Activities
1) In the earnings-season article, which kind of companies outperformed?
2) Continue the earnings-season article from its last sentence.

Document excerpt
D-Fence

From Amazon to Coke, earnings season underscores a shift to defense as econ gloom grows

Monday, May 2, 2022 by Robinhood Snacks |
The pantry-staple defensive wall (George Frey/Getty Images)

The pantry-staple defensive wall (George Frey/Getty Images)

New season dropped... We're not talking “Ozark.” Investors have had eagle eyes this earnings season on how corporates are managing a unique economic hot mess (inflation, war, China's Covid crackdown). What we've learned so far:

  • High-growth sectors like tech, which thrived mid-rebound, have hit a wall as sales slow, and they’re tightening their belts to prep for more pain. Ditto other "cyclicals" (think: banks, construction), which typically do well when the economy thrives.
  • "Non-cyclicals" — which tend to hold steady regardless of how the economy is doing (think: consumer staples, utilities) — outperformed.
  • In context: The World Bank slashed its forecast for global economic growth, US GDP shrank last quarter, and some analysts warn a recession’s coming.

(Stored items)
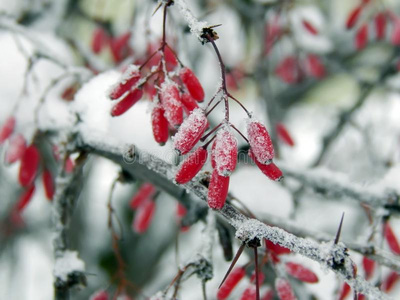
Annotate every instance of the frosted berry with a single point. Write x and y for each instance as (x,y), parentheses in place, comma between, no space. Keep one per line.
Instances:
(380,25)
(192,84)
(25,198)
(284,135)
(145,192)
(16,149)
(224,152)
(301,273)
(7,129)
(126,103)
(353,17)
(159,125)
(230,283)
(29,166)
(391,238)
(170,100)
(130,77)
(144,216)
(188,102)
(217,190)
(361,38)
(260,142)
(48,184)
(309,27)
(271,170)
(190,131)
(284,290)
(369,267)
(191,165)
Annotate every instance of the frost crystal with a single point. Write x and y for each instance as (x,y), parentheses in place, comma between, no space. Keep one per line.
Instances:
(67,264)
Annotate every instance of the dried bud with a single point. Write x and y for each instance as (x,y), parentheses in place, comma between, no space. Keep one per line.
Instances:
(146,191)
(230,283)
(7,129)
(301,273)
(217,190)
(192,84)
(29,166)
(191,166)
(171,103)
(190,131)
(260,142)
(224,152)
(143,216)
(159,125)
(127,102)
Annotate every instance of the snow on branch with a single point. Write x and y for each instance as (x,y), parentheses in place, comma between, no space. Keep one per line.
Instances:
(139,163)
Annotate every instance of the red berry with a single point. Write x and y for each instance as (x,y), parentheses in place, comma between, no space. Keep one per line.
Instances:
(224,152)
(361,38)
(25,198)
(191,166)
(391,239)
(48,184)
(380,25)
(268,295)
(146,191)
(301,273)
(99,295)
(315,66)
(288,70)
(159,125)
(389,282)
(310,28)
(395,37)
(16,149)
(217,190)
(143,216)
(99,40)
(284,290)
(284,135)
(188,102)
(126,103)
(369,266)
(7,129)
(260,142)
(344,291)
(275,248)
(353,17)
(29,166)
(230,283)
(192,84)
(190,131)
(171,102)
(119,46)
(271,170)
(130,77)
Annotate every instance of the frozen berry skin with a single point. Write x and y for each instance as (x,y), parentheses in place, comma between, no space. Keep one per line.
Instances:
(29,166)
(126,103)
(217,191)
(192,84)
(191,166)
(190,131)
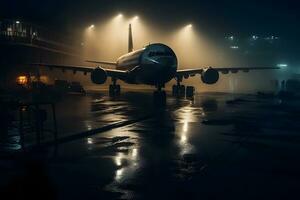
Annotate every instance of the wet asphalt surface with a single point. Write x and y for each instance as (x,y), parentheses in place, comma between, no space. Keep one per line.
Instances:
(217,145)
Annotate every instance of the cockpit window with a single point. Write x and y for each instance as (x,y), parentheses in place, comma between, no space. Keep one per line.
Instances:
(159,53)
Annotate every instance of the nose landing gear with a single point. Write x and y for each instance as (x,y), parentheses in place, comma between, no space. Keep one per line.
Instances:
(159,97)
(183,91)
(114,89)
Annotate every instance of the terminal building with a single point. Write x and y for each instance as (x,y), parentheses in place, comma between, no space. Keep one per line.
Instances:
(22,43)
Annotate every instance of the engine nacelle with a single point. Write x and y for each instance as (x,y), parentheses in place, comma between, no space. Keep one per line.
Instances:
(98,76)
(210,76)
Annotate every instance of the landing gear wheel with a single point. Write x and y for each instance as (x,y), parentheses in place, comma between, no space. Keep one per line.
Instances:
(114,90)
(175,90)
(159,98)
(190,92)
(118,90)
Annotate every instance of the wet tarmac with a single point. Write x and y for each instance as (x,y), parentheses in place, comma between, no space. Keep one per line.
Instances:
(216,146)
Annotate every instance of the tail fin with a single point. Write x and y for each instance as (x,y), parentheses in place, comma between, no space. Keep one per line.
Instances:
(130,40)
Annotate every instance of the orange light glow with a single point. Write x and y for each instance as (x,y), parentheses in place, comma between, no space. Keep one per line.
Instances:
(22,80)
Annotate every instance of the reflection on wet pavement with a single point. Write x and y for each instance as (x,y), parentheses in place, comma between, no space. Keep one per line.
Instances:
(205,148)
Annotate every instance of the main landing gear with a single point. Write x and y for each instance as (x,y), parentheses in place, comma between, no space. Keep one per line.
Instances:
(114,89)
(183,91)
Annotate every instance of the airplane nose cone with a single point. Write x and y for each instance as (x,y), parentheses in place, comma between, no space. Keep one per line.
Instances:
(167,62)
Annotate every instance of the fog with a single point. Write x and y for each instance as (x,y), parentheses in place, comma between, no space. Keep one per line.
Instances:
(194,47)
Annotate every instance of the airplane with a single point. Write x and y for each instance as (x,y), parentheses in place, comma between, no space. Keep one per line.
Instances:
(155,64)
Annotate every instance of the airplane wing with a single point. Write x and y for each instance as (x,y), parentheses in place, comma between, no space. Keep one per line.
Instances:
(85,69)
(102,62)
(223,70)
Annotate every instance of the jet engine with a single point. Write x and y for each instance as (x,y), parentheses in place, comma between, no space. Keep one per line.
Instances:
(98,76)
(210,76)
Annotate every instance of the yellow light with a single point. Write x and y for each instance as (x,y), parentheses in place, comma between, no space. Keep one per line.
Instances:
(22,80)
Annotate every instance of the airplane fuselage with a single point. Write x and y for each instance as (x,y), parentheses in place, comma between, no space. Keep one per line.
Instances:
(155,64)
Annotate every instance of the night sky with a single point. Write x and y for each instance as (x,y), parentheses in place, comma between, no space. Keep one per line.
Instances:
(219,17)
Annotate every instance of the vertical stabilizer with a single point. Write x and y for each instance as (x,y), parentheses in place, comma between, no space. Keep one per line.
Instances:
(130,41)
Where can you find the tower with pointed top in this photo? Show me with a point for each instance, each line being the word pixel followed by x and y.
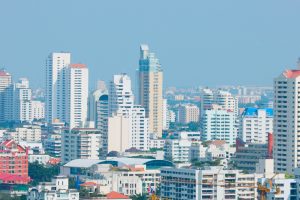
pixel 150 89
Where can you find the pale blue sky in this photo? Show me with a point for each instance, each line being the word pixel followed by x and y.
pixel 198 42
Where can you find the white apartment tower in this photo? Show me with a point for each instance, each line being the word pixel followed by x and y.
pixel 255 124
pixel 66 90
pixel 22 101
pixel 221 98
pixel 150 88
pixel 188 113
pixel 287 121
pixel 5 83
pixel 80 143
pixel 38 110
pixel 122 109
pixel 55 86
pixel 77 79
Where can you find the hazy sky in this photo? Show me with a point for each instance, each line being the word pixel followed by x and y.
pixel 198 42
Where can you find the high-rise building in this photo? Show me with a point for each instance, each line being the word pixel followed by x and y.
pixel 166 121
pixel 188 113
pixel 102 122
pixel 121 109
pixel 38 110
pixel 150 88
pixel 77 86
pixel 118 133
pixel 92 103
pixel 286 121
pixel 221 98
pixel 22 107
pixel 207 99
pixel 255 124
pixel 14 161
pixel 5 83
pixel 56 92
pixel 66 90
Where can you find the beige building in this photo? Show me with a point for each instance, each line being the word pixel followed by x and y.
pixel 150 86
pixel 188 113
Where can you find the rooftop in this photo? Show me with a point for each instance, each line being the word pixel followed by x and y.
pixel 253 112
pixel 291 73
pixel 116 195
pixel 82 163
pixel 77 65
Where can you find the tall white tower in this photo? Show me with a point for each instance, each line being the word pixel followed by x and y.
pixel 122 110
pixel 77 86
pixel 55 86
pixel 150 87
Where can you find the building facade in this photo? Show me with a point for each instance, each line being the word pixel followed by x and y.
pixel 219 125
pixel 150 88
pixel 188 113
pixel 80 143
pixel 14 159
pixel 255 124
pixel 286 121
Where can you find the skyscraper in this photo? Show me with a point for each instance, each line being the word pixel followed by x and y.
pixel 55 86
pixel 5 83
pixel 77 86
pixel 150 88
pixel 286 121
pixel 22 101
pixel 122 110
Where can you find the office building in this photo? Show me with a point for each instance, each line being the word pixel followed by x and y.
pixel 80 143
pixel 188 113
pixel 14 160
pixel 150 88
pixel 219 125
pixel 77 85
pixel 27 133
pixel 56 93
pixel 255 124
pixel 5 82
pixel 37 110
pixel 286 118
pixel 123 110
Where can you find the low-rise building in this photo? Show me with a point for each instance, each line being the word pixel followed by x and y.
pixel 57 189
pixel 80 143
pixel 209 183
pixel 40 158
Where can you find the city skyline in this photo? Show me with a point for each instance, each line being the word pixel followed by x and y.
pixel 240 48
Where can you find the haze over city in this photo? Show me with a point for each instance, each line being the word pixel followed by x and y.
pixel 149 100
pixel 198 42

Replies
1) "Non-cyclicals" such as consumer staples and utilities, which tend to hold steady regardless of how the economy is doing.

2)
Change is the only constant... A year ago, the "Big Tech 5" demolished earnings with jaw-dropping records. The economy was in full rebound mode and cyclicals were raking it in. Now:

  • Tech: Amazon had its slowest sales growth since the dot-com bust (the late ’90s), while Meta posted its slowest growth since going public in 2012. Google’s biz is also slowing, while Netflix expects to lose millions more subscribers. Apple was strong but said chip shortages would keep slowing its growth. The outlier: Microsoft beat across the board.
  • Banks: From Citi to Chase to Goldman, America’s largest banks reported double-digit earnings declines as trading and dealmaking slowed.

Versus…

THE TAKEAWAY

The market’s getting defensive… It used to be “growth at all costs” — now it’s “steady earnings and cut costs.” Amazon, Meta, and Netflix plan to slow investments and be more financially disciplined. Companies and investors are getting used to the “new not normal” environment: persistently high inflation and supply shocks. While the techy Nasdaq just had its worst month since 2008, the pile-on into defensive stocks could continue.